** start QUOTED PASSAGE **

Assisted Reorganization of Data Structures
Arnaldo Carvalho de Melo
acme@kernel.org
Red Hat
Kernel Recipes, Paris, 2024
|
What is this about?
- Data structures
- Computer architectures
- Cache lines
- A hierarchy
- Slower as you go
Do I have to care?
- The compiler should do it!
- Programmers surely pick the right data structures
- And algorithms?
What prevents me from changing those layouts?
- ABI: Aplication Binary Interface
- Kernel/Userspace: syscalls, tracepoints
- Programs/Libraries
- Who can help me noticing these details?
ABI: glibc FILE struct
$ pahole -C _IO_FILE ~/bin/perf
struct _IO_FILE {
int _flags; /* 0 4 */
/* XXX 4 bytes hole, try to pack */
char * _IO_read_ptr; /* 8 8 */
char * _IO_read_end; /* 16 8 */
SNIP
/* --- cacheline 2 boundary (128 bytes) --- */
short unsigned int _cur_column; /* 128 2 */
signed char _vtable_offset; /* 130 1 */
char _shortbuf[1]; /* 131 1 */
/* XXX 4 bytes hole, try to pack */
_IO_lock_t * _lock; /* 136 8 */
__off64_t _offset; /* 144 8 */
SNIP
/* --- cacheline 3 boundary (192 bytes) --- */
int _mode; /* 192 4 */
char _unused2[20]; /* 196 20 */
/* size: 216, cachelines: 4, members: 29 */
/* sum members: 208, holes: 2, sum holes: 8 */
/* last cacheline: 24 bytes */
};
$
The Kernel
- We can change non-exported structs
- And rebuild, no ABI
- Well kABI in enterprise distros...

** end QUOTED PASSAGE **

WORK INSTRUCTIONS
Reproduce the slides above on reorganizing data structures word for word, with every line in its original order.

** start MATERIAL PROVIDED **

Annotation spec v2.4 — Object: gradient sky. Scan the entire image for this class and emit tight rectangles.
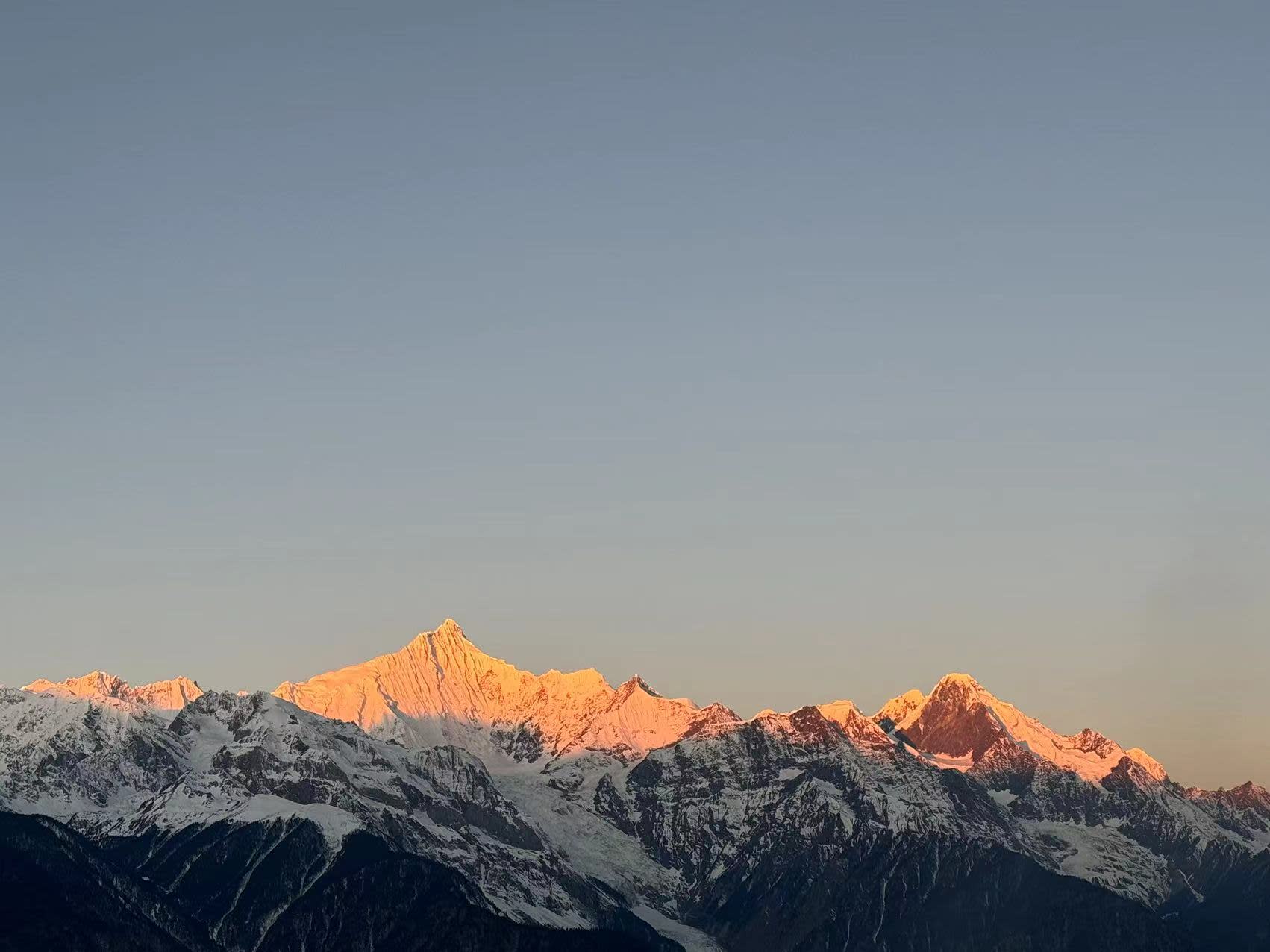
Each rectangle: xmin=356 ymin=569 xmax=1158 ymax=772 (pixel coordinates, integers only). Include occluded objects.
xmin=0 ymin=0 xmax=1270 ymax=786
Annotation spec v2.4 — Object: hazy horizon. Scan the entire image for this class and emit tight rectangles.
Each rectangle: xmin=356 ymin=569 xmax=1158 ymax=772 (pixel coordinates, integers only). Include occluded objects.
xmin=0 ymin=0 xmax=1270 ymax=787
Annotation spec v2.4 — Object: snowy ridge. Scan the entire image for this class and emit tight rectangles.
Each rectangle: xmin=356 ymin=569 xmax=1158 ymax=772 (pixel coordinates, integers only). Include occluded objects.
xmin=23 ymin=671 xmax=203 ymax=713
xmin=0 ymin=619 xmax=1270 ymax=948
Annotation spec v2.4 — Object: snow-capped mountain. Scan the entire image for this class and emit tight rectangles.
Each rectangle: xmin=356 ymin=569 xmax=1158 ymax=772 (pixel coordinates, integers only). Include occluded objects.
xmin=0 ymin=619 xmax=1270 ymax=950
xmin=874 ymin=674 xmax=1165 ymax=780
xmin=273 ymin=619 xmax=726 ymax=762
xmin=23 ymin=671 xmax=203 ymax=713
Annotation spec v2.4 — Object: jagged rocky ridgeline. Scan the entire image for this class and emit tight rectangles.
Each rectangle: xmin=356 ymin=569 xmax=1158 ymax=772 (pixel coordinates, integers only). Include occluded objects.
xmin=0 ymin=619 xmax=1270 ymax=951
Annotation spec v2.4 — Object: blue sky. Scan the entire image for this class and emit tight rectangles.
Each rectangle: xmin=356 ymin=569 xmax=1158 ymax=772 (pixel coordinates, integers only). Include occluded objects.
xmin=0 ymin=2 xmax=1270 ymax=784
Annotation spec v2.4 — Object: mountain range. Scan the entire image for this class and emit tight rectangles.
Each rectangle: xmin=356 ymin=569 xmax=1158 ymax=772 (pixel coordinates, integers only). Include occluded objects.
xmin=0 ymin=619 xmax=1270 ymax=952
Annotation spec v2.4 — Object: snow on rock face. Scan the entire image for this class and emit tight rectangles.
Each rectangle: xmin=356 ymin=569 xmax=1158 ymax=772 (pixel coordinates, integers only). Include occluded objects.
xmin=23 ymin=671 xmax=203 ymax=713
xmin=275 ymin=619 xmax=721 ymax=762
xmin=872 ymin=688 xmax=926 ymax=724
xmin=816 ymin=701 xmax=895 ymax=749
xmin=899 ymin=674 xmax=1165 ymax=780
xmin=0 ymin=688 xmax=181 ymax=816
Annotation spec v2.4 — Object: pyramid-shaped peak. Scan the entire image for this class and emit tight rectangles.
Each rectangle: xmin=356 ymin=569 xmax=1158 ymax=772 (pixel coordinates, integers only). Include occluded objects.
xmin=615 ymin=674 xmax=662 ymax=702
xmin=932 ymin=671 xmax=983 ymax=693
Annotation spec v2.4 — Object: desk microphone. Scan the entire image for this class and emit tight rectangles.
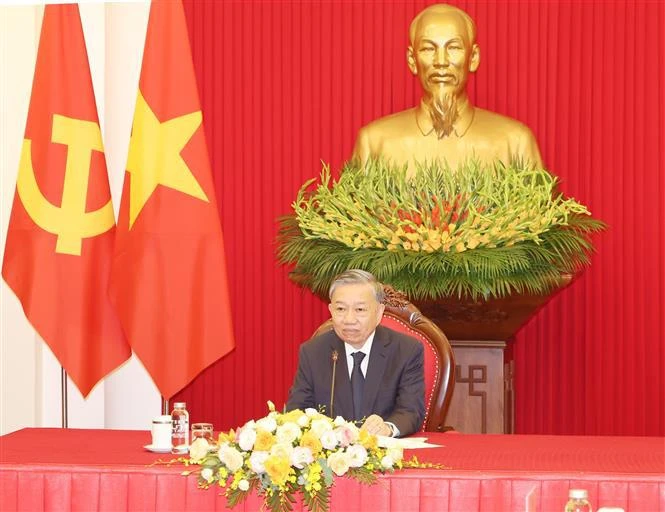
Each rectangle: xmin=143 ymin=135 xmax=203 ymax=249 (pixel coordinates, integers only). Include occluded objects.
xmin=330 ymin=350 xmax=339 ymax=419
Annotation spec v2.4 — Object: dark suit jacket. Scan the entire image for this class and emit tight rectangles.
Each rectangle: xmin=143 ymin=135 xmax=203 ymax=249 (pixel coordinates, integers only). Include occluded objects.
xmin=286 ymin=325 xmax=425 ymax=436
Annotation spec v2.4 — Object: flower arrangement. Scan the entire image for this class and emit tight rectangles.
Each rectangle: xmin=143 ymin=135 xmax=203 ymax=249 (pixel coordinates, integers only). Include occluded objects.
xmin=184 ymin=402 xmax=408 ymax=512
xmin=278 ymin=161 xmax=604 ymax=299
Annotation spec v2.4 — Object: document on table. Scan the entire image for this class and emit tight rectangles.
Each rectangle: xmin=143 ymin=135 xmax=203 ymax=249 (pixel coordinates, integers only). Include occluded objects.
xmin=377 ymin=436 xmax=442 ymax=450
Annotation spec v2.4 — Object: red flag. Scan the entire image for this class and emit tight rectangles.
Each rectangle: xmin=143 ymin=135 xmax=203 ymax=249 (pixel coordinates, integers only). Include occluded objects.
xmin=2 ymin=5 xmax=131 ymax=396
xmin=110 ymin=1 xmax=239 ymax=398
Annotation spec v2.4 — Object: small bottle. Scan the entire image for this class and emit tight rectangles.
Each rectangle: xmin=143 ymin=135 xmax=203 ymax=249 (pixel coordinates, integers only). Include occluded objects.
xmin=171 ymin=402 xmax=189 ymax=453
xmin=563 ymin=489 xmax=593 ymax=512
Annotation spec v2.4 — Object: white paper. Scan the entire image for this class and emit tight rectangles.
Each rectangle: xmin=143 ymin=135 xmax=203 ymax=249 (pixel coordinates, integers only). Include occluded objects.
xmin=377 ymin=436 xmax=442 ymax=450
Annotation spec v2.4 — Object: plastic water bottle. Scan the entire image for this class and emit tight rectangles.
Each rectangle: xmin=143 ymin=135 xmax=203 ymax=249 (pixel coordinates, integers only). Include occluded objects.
xmin=171 ymin=402 xmax=189 ymax=453
xmin=563 ymin=489 xmax=593 ymax=512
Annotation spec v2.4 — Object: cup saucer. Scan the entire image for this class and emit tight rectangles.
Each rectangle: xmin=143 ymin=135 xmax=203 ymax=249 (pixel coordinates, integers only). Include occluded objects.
xmin=143 ymin=444 xmax=171 ymax=453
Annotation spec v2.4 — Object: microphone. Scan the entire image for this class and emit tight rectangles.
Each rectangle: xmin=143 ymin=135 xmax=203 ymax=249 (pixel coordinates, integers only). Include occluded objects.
xmin=330 ymin=350 xmax=339 ymax=419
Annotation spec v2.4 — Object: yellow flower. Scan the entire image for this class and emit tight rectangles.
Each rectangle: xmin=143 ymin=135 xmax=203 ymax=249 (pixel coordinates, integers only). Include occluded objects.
xmin=466 ymin=236 xmax=480 ymax=249
xmin=217 ymin=429 xmax=236 ymax=445
xmin=254 ymin=428 xmax=275 ymax=452
xmin=278 ymin=409 xmax=305 ymax=425
xmin=265 ymin=455 xmax=291 ymax=487
xmin=359 ymin=429 xmax=379 ymax=451
xmin=300 ymin=431 xmax=323 ymax=458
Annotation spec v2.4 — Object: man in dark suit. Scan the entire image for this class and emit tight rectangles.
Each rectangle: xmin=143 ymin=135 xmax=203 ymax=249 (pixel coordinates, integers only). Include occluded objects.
xmin=286 ymin=270 xmax=425 ymax=436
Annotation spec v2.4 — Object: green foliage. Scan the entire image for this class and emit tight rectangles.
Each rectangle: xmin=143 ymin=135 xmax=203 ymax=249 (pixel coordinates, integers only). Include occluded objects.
xmin=278 ymin=161 xmax=604 ymax=299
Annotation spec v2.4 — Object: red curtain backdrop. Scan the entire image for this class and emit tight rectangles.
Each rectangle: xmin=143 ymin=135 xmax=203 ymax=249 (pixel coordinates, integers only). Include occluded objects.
xmin=176 ymin=0 xmax=665 ymax=435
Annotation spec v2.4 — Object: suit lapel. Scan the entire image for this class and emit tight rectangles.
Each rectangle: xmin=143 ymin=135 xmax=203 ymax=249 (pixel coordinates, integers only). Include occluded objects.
xmin=360 ymin=325 xmax=390 ymax=416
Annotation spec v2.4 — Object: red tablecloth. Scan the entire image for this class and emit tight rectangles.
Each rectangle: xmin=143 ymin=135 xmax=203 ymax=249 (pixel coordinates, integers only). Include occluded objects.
xmin=0 ymin=429 xmax=665 ymax=512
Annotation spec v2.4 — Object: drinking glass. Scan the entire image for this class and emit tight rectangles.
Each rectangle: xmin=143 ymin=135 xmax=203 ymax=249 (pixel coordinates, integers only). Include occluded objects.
xmin=192 ymin=423 xmax=217 ymax=446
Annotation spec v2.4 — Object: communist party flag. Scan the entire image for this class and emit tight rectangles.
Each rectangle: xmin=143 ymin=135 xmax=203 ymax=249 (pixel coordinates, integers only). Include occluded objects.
xmin=2 ymin=4 xmax=131 ymax=396
xmin=110 ymin=1 xmax=239 ymax=398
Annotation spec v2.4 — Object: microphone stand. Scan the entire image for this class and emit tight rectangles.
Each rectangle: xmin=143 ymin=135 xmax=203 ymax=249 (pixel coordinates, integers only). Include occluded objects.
xmin=330 ymin=350 xmax=339 ymax=419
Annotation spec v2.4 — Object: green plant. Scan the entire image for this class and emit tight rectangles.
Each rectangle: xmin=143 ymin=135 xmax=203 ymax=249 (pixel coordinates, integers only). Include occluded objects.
xmin=278 ymin=161 xmax=604 ymax=299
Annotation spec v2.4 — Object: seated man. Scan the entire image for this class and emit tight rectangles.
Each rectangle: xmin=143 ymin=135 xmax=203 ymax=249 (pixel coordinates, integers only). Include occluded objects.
xmin=286 ymin=270 xmax=425 ymax=436
xmin=354 ymin=4 xmax=542 ymax=172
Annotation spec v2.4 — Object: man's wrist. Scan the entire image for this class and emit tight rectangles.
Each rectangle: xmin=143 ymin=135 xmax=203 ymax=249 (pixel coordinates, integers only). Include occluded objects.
xmin=384 ymin=421 xmax=399 ymax=437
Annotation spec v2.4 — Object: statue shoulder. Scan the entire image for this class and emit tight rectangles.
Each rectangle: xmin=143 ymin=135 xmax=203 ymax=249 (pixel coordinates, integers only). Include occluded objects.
xmin=475 ymin=107 xmax=533 ymax=138
xmin=353 ymin=108 xmax=419 ymax=162
xmin=358 ymin=108 xmax=417 ymax=137
xmin=473 ymin=108 xmax=543 ymax=167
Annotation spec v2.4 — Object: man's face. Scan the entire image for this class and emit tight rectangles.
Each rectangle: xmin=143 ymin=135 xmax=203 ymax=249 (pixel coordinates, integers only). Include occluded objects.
xmin=408 ymin=13 xmax=479 ymax=98
xmin=328 ymin=283 xmax=385 ymax=349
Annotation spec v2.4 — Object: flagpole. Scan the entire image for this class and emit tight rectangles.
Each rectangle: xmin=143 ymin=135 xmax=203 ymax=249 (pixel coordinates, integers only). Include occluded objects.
xmin=60 ymin=366 xmax=68 ymax=428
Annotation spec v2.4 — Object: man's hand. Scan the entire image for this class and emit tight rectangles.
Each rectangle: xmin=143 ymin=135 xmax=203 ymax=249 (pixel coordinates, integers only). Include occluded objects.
xmin=360 ymin=414 xmax=392 ymax=437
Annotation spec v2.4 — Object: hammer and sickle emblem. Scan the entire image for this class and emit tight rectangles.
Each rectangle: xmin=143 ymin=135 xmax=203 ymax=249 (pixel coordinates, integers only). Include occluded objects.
xmin=16 ymin=114 xmax=115 ymax=256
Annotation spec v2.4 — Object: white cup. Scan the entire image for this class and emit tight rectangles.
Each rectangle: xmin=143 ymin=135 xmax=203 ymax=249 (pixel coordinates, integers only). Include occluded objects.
xmin=151 ymin=414 xmax=172 ymax=449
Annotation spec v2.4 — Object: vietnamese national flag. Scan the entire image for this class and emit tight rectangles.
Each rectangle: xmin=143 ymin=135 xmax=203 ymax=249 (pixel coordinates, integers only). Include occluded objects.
xmin=110 ymin=1 xmax=239 ymax=398
xmin=2 ymin=4 xmax=131 ymax=396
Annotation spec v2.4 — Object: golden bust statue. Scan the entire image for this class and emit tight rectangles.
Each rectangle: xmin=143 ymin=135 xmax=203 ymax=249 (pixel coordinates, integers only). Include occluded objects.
xmin=354 ymin=4 xmax=542 ymax=170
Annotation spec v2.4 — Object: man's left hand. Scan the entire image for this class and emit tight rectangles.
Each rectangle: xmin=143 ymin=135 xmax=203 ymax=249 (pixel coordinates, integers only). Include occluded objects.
xmin=360 ymin=414 xmax=392 ymax=437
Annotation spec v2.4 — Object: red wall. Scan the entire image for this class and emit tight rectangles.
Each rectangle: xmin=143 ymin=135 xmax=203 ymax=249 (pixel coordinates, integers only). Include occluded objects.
xmin=178 ymin=0 xmax=665 ymax=435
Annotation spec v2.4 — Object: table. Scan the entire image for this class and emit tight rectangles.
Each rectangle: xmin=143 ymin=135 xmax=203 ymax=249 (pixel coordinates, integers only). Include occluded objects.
xmin=0 ymin=429 xmax=665 ymax=512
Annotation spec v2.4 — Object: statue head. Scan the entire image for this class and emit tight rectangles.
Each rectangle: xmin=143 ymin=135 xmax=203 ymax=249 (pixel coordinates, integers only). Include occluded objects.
xmin=407 ymin=4 xmax=480 ymax=138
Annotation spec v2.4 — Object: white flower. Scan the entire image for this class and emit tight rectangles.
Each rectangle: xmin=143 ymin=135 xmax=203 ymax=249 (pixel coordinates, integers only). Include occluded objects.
xmin=238 ymin=425 xmax=256 ymax=452
xmin=270 ymin=443 xmax=293 ymax=459
xmin=249 ymin=452 xmax=269 ymax=475
xmin=333 ymin=416 xmax=347 ymax=427
xmin=320 ymin=430 xmax=338 ymax=450
xmin=346 ymin=444 xmax=367 ymax=468
xmin=218 ymin=444 xmax=242 ymax=473
xmin=291 ymin=446 xmax=314 ymax=469
xmin=386 ymin=446 xmax=404 ymax=462
xmin=335 ymin=423 xmax=360 ymax=447
xmin=328 ymin=450 xmax=350 ymax=476
xmin=201 ymin=468 xmax=213 ymax=484
xmin=276 ymin=422 xmax=301 ymax=444
xmin=310 ymin=418 xmax=333 ymax=439
xmin=256 ymin=416 xmax=277 ymax=432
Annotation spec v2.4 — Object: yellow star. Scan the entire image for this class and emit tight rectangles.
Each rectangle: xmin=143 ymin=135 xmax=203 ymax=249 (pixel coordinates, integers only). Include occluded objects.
xmin=127 ymin=91 xmax=208 ymax=229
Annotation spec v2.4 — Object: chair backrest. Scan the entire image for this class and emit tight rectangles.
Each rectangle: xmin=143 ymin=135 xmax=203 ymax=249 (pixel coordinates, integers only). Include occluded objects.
xmin=312 ymin=285 xmax=455 ymax=432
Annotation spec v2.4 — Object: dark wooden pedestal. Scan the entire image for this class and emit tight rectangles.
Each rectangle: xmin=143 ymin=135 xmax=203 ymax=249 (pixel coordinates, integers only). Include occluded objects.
xmin=446 ymin=340 xmax=513 ymax=434
xmin=413 ymin=275 xmax=572 ymax=434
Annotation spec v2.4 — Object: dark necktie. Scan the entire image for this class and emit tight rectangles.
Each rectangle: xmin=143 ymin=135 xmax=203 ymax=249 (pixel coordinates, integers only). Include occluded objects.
xmin=351 ymin=352 xmax=365 ymax=421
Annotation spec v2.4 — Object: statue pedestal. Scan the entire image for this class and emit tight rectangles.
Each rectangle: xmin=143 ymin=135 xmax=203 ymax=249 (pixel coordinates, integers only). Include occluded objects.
xmin=413 ymin=275 xmax=572 ymax=434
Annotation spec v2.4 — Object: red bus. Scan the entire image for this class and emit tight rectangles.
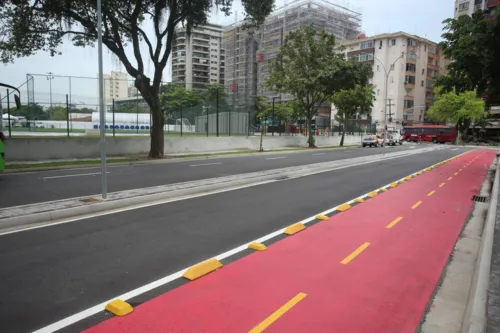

** end MATERIAL PROVIDED **

EXERCISE SOLUTION
Assisted Reorganization of Data Structures
Arnaldo Carvalho de Melo
acme@kernel.org
Red Hat
Kernel Recipes, Paris, 2024
|
What is this about?
- Data structures
- Computer architectures
- Cache lines
- A hierarchy
- Slower as you go
Do I have to care?
- The compiler should do it!
- Programmers surely pick the right data structures
- And algorithms?
What prevents me from changing those layouts?
- ABI: Aplication Binary Interface
- Kernel/Userspace: syscalls, tracepoints
- Programs/Libraries
- Who can help me noticing these details?
ABI: glibc FILE struct
$ pahole -C _IO_FILE ~/bin/perf
struct _IO_FILE {
int _flags; /* 0 4 */
/* XXX 4 bytes hole, try to pack */
char * _IO_read_ptr; /* 8 8 */
char * _IO_read_end; /* 16 8 */
SNIP
/* --- cacheline 2 boundary (128 bytes) --- */
short unsigned int _cur_column; /* 128 2 */
signed char _vtable_offset; /* 130 1 */
char _shortbuf[1]; /* 131 1 */
/* XXX 4 bytes hole, try to pack */
_IO_lock_t * _lock; /* 136 8 */
__off64_t _offset; /* 144 8 */
SNIP
/* --- cacheline 3 boundary (192 bytes) --- */
int _mode; /* 192 4 */
char _unused2[20]; /* 196 20 */
/* size: 216, cachelines: 4, members: 29 */
/* sum members: 208, holes: 2, sum holes: 8 */
/* last cacheline: 24 bytes */
};
$
The Kernel
- We can change non-exported structs
- And rebuild, no ABI
- Well kABI in enterprise distros...